# systemd and sockets

## mv

As I understood, one of the main ideas of systemd is that "normally" you should not enable services like openssh or cups but instead only the corresponding socket service so that the corrseponding service is started once e.g. somebody connects to the ssh or cups port.

However, I realized that e.g. the first attempt to connect via ssh from outside always fails - only later works.

Similarly, the first print job seems to send rubbish (often the printer hangs afterwards).

I conjecture that the first byte (or packet or whatever) which is sent to the socket gets "eaten" by systemd. I would have expected that systemd is wired hard enough with the kernel to be able to read and "put back" the data.

Do others here experience the same problem or am I missing some kernel feature for this? (The only recommended feature which I do not have activated in the kernel is IPv6, but I doubt that this is related. Of course, e.g. I let cups.socket listen only to the ip4 local port.)

----------

## mbar

sshd socket works OK for me (it allows me to connect from outside), but not for cups -- maybe because I have to use hplip to print on my network printer.

----------

## mv

 *mbar wrote:*   

> sshd socket works OK for me (it allows me to connect from outside)

 

Thanks. So just to emphasize once more: After I attempted to connect once, it also works for me (which is not surprising since then the sshd daemon is running). Only the very first attempt to connect after boot (from outside or from inside) fails with "Connection reset by peer". Of course for sshd this is not a big issue, but apparently it is a big issue for cups.

# RECORD SET
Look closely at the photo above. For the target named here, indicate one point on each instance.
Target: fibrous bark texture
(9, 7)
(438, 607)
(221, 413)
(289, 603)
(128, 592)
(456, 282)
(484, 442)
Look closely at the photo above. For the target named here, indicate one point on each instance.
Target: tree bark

# WHAT YOU WILL DO
Extend the systemd sockets thread, starting right after its last sentence. The material has no connection to the systemd sockets thread.

# TASK RESULT
BTW, unfortunately, I also have a printer which would require hplip, but in my case foo2zjs is sufficient.

However, in no case socket activation should be a problem since the idea in systemd is probably not that the first packet is lost or modified.

So I guess you are actually also suffering from the same bug. Probably this is yet another case where systemd does not hold what Poettering promised...

----------

## mbar

I just did a second test for cups socket and it worked  :Smile: 

I removed cups.service (disabled it) and enabled only cups socket and voila, printing works. So for me, sshd and cups work good configured as sockets.

I'm on ~amd64.

----------

## mv

 *mbar wrote:*   

> I removed cups.service (disabled it) and enabled only cups socket and voila, printing works. So for me, sshd and cups work good configured as sockets.

 

Thanks. So something must be missing in my configuration...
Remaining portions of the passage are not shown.